*What you will do:* Each line from the one containing "the white domed" to the end of the entries is to be repeated exactly, and no other line.

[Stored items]
※

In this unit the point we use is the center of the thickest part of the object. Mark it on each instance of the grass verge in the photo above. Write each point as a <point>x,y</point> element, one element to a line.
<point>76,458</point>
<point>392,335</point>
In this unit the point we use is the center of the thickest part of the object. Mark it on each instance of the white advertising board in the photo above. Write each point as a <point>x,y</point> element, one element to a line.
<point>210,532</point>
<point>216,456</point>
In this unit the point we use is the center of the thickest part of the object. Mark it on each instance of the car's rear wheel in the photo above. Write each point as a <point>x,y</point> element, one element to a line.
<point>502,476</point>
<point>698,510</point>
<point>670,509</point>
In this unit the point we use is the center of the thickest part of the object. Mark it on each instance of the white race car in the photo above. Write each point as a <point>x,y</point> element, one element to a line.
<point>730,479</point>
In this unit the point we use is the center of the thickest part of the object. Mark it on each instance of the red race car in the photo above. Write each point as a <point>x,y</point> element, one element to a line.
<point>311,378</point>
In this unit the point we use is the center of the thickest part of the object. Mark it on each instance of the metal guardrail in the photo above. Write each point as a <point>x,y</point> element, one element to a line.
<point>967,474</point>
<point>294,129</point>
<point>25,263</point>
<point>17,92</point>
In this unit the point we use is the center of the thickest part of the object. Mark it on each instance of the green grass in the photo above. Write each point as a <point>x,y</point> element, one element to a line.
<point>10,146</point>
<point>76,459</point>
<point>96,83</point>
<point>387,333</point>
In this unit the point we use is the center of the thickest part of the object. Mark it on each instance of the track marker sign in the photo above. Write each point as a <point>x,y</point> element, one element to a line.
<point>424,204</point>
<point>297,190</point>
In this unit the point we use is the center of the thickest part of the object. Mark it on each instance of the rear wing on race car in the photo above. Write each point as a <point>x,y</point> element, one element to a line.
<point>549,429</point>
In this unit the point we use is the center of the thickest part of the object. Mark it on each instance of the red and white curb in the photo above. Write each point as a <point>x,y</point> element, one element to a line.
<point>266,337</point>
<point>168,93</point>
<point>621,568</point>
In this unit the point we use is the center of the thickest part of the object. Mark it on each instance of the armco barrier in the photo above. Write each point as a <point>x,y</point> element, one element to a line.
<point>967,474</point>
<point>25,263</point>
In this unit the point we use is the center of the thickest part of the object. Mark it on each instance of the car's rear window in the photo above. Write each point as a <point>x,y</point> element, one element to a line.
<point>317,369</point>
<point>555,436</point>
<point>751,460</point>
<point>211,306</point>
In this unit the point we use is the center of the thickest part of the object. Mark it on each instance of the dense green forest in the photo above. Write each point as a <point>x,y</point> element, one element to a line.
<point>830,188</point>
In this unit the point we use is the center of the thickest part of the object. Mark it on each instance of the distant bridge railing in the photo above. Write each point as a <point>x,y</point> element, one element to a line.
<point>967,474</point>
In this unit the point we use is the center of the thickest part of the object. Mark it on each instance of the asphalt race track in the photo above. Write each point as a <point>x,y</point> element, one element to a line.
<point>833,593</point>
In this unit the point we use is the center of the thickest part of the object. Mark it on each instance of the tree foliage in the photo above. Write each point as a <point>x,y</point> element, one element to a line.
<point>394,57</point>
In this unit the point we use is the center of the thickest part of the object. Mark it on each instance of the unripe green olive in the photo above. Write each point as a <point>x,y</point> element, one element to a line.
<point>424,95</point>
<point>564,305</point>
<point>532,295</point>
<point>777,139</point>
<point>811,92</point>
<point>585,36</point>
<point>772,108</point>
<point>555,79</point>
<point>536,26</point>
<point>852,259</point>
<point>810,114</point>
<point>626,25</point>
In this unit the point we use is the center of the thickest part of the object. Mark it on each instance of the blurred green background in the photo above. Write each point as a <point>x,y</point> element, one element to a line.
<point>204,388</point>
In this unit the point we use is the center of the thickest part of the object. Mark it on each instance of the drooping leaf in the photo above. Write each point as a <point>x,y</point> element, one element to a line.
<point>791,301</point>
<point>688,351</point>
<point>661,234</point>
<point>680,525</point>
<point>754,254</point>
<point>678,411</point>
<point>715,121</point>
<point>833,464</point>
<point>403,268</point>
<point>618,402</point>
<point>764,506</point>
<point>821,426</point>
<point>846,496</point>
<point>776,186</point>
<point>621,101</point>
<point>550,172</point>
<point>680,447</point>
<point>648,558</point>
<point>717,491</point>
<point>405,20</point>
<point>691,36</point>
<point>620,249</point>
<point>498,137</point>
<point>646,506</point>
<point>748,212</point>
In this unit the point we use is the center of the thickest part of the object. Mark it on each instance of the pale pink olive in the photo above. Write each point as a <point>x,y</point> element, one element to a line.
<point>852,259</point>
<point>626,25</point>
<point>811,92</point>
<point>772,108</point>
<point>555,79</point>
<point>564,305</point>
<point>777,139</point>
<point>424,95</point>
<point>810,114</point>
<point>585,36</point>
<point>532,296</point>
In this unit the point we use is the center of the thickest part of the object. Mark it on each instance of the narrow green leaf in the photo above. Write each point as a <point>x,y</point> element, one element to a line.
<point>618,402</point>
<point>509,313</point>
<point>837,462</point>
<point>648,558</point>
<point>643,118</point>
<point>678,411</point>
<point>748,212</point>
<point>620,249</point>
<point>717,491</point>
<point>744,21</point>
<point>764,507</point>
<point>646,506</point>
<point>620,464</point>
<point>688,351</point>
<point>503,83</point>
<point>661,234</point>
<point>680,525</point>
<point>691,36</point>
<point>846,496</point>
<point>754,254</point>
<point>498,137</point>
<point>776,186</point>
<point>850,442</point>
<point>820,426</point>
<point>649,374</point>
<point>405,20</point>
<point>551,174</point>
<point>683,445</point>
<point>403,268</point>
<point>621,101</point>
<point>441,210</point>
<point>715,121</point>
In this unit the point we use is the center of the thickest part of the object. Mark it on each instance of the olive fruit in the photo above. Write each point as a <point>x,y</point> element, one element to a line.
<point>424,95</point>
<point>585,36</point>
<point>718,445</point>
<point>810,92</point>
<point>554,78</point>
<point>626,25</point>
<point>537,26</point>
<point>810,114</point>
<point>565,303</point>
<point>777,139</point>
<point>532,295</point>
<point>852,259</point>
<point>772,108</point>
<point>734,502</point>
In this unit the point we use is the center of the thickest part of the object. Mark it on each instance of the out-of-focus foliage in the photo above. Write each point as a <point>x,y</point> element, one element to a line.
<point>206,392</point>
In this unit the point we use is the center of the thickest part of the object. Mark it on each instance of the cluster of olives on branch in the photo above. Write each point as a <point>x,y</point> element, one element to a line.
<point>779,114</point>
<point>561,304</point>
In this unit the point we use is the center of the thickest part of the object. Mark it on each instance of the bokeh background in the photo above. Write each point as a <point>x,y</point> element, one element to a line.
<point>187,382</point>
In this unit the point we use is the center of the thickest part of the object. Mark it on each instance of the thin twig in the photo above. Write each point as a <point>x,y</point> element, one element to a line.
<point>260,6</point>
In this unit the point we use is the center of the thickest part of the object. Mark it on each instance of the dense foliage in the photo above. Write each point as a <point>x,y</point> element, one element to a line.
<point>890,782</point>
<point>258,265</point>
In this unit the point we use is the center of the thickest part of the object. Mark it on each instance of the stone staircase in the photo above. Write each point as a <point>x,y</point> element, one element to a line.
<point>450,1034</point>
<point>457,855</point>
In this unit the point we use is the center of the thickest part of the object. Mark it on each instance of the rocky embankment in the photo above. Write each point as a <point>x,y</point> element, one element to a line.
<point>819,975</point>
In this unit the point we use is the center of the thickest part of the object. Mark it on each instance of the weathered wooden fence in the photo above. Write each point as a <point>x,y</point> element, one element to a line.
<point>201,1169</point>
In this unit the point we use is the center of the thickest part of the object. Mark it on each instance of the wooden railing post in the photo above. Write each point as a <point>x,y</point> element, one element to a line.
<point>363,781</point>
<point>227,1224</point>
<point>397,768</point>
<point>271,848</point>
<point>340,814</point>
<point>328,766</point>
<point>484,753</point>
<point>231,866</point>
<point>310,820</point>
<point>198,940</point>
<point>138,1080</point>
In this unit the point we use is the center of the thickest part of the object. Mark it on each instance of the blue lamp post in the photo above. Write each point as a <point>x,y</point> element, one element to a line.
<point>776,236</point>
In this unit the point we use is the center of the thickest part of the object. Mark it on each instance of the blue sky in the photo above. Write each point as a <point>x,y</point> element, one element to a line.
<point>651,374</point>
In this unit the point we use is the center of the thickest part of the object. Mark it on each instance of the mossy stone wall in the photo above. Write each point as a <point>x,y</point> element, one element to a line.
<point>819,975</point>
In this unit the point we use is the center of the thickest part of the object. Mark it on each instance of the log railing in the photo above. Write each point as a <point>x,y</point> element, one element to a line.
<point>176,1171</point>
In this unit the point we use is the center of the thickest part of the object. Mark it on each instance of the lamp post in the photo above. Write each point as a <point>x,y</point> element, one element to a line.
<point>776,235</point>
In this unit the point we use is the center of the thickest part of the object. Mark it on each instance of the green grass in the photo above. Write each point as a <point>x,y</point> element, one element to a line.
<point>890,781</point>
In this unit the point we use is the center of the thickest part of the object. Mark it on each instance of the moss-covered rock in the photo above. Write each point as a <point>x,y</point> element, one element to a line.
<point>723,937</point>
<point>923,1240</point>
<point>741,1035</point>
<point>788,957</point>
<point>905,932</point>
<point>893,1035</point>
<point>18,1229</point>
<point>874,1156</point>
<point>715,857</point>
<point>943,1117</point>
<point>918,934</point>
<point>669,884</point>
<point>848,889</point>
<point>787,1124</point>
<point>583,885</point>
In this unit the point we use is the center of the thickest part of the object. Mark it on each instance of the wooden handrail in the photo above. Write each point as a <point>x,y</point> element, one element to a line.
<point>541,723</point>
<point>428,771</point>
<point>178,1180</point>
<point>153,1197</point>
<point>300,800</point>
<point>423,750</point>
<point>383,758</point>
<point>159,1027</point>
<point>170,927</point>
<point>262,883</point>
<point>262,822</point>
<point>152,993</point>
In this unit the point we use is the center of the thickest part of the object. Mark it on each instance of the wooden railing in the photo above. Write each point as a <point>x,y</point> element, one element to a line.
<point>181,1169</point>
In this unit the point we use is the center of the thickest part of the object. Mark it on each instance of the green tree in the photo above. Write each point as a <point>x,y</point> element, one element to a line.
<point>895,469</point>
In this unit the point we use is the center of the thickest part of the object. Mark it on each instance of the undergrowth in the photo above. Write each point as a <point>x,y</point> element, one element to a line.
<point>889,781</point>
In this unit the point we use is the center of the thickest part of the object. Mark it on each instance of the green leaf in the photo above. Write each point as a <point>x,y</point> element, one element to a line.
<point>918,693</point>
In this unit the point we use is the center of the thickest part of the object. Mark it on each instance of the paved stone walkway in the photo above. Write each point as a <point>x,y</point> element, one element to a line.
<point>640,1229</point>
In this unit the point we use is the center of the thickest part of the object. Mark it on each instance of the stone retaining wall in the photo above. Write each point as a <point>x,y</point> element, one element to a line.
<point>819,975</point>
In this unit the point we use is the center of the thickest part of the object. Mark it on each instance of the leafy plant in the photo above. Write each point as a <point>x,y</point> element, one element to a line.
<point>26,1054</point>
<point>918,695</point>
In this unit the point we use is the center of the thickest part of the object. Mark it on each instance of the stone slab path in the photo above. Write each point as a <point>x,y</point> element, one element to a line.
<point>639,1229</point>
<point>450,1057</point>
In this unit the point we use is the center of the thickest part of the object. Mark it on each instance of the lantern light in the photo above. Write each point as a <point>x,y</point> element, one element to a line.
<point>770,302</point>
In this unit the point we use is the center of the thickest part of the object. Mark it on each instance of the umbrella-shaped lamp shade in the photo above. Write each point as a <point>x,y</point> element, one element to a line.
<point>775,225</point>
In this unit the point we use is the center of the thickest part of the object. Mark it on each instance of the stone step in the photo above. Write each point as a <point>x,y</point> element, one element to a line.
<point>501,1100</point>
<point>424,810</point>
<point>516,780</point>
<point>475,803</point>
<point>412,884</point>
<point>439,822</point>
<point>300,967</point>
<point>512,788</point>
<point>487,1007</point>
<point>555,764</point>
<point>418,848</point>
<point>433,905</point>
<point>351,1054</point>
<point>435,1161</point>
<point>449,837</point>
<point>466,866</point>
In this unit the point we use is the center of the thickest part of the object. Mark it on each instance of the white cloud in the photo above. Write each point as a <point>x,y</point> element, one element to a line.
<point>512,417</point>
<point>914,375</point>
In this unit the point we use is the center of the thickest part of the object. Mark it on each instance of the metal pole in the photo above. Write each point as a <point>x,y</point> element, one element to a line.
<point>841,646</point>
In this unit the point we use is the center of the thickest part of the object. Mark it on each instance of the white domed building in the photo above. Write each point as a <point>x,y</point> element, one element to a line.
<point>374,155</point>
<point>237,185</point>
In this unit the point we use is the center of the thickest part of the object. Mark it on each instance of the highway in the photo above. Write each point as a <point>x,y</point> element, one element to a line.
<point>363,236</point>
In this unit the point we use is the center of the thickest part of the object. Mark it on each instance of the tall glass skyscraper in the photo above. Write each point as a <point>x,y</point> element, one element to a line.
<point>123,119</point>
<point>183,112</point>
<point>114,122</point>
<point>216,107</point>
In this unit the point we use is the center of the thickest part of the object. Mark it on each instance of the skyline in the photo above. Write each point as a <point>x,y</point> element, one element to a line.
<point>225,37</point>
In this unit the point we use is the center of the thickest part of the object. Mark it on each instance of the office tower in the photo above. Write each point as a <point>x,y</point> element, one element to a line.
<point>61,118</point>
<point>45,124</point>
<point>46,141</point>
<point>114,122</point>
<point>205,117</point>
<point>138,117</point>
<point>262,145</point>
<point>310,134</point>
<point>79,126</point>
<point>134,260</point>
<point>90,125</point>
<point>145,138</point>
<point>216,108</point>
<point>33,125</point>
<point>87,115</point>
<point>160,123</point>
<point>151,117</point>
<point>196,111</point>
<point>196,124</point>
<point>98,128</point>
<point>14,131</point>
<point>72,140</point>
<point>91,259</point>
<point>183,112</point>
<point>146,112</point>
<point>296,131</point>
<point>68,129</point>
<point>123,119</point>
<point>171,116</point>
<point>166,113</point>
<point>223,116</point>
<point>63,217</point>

※

*Answer space:*
In this unit the point we use is the center of the thickest part of the object. Mark it on each instance of the white domed building in the photo above. Write each point as a <point>x,y</point> element, one element to a line.
<point>374,155</point>
<point>237,185</point>
In this unit the point we use is the center of the thickest part of the object. Mark it on each instance of the highway in the photo above. Write each point as a <point>x,y</point> element, one element to a line.
<point>363,236</point>
In this unit the point we use is the center of the thickest part of the object. Mark it on each instance of the tall glass skyscraper in the photo above. Write each point as a <point>x,y</point> element, one element to a line.
<point>123,119</point>
<point>183,112</point>
<point>114,122</point>
<point>216,107</point>
In this unit the point we use is the center of the thickest part of the object. Mark it on each instance of the skyline in the photo above. Write each point as a <point>x,y</point> element, one element to a line.
<point>225,37</point>
In this unit the point we use is the center of the thickest part of the object. Mark it on each instance of the office tower in the photo above. Write each point as a <point>x,y</point> element, one element to a line.
<point>61,118</point>
<point>45,124</point>
<point>46,141</point>
<point>114,122</point>
<point>205,117</point>
<point>138,117</point>
<point>262,145</point>
<point>310,134</point>
<point>79,126</point>
<point>134,260</point>
<point>90,125</point>
<point>145,138</point>
<point>216,108</point>
<point>33,125</point>
<point>87,115</point>
<point>160,123</point>
<point>151,117</point>
<point>196,111</point>
<point>196,124</point>
<point>98,128</point>
<point>14,131</point>
<point>72,140</point>
<point>91,259</point>
<point>183,112</point>
<point>146,112</point>
<point>296,131</point>
<point>68,129</point>
<point>123,119</point>
<point>171,116</point>
<point>166,113</point>
<point>223,116</point>
<point>63,217</point>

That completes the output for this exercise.